Exercise requirements: Copy out the data verbatim, starting at the line containing "of the street" and ending at the line containing "Target: street", with both of those lines included.

Record excerpts:
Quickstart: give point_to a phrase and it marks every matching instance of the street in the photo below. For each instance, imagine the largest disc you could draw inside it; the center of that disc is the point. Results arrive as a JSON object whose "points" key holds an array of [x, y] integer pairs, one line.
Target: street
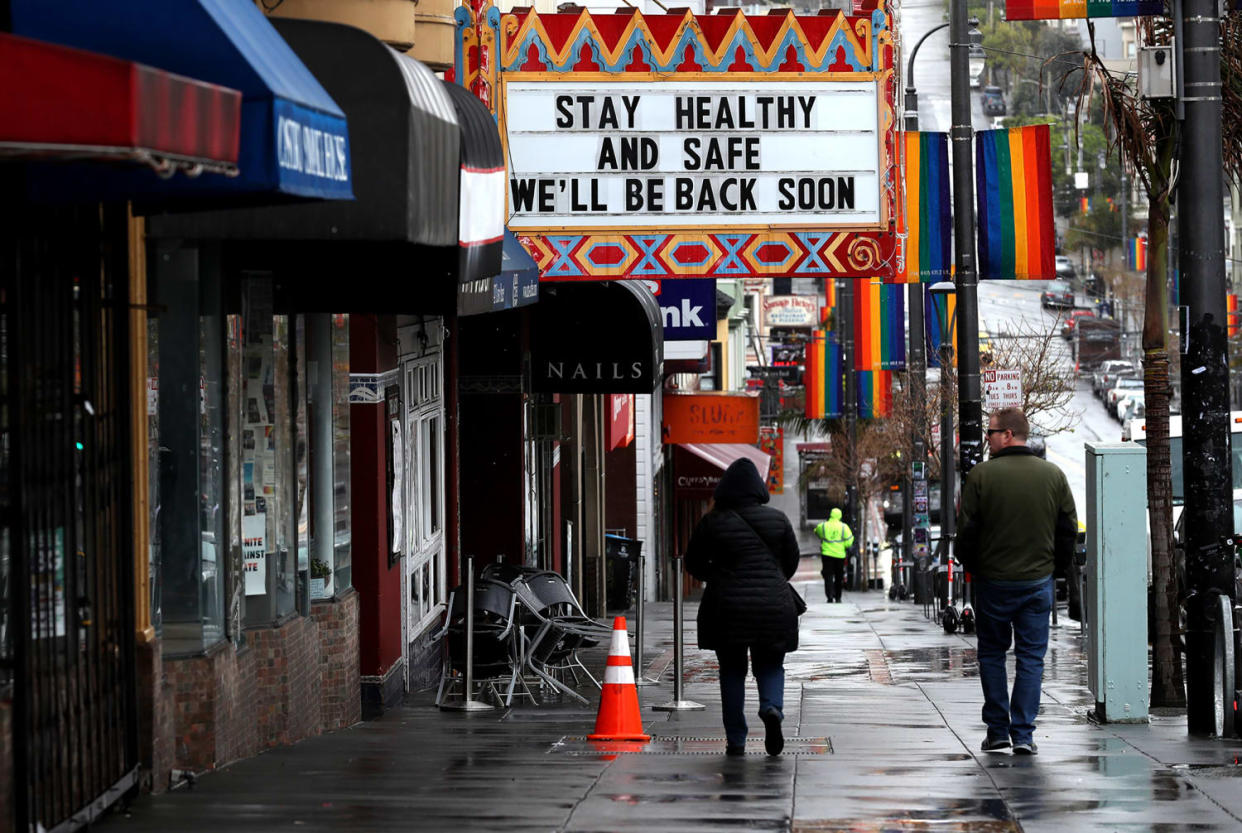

* * *

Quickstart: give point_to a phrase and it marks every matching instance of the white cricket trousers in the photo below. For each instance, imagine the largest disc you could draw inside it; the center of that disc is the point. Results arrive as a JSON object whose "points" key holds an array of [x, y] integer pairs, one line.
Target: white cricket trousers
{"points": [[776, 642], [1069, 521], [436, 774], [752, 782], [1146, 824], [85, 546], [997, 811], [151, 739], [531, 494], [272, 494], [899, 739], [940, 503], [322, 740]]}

Exercise response:
Quickstart: give point_to a phrase and it marks every matching instance of the street in the photo below. For each instance, imagine the largest disc you could draw inside it; the center of that disc is the point. Results arrive as a JSON object whose "points" key holds an array of [x, y] integer pairs, one line.
Target: street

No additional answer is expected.